====== Text to read ======
JC: What are some of the best books of the last five years that we haven’t heard of? What makes them so good?

JO’B: This is really difficult to answer because there are so many. ‘Vain Art of the Fugue’ by the Romanian writer Dumutru Tsepeneag is a masterpiece: comic, sad, inventive, all working out of a simple structural principle of a man catching a tram and trying to get to a train station to meet a woman; this scenario is repeated in a variety of ways (thus the title). One reads this and thinks, ‘How simple an idea! Why didn’t anyone do this before, or do it in this way?’ And yet it is not the ‘idea’ of the form but its execution that makes this work so compelling.

Another is Micheline Marcom’s ‘Mirror in the Well,’ an obsessive novel about a woman, apparently happily married, who has the time and opportunity to try to ‘find herself.’ She proceeds to have destructive sexual affairs that cheapen and degrade her. Marcom is working in a very risky area here, writing about the truly liberated woman who has to come to terms with her freedom to do as she wants, and this freedom destroys her. No other woman writer I know has looked at this subject, or at least not the way that Marcom does.
======
### Goal
Extend the interview about little-known recent books by writing what comes next after its final sentence.
====== Supplied data ======
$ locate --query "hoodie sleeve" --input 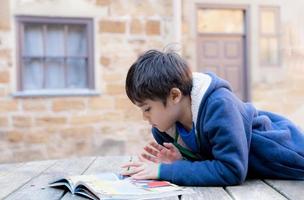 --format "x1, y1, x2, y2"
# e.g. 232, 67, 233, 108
160, 98, 248, 186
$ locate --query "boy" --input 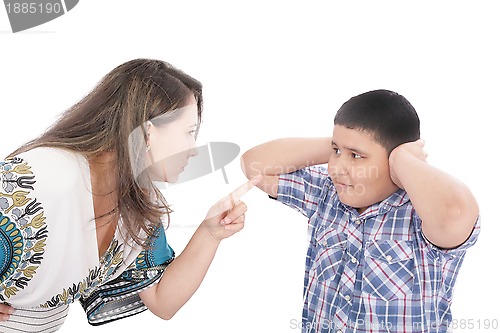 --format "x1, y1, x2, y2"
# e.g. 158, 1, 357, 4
242, 90, 479, 333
======
### Output of the task
A third one is non-fiction, Viktor Shklovsky’s ‘Energy of Delusion,’ whose overt purpose is to figure out how Tolstoy wrote ‘Anna Karenina.’ As Shklovsky did for a lifetime, though not a single work of his criticism was translated from Russian until Dalkey published his ‘Theory of Prose’ almost 20 years ago, he uses Tolstoy as a way of exploring how writers write, how they select one method rather than another, how else could they have done something. Shklovsky is one of a kind, and it’s terribly unfortunate that he wasn’t translated into English many, many years before because I think his work would have changed how we think about and approach literature. Brilliant as he is, Shklovsky always approaches a book or writer with utter humility, asking the simplest of questions and then speculating on possible answers. In the process, he opens up the world of fiction in all of its glory and complexity.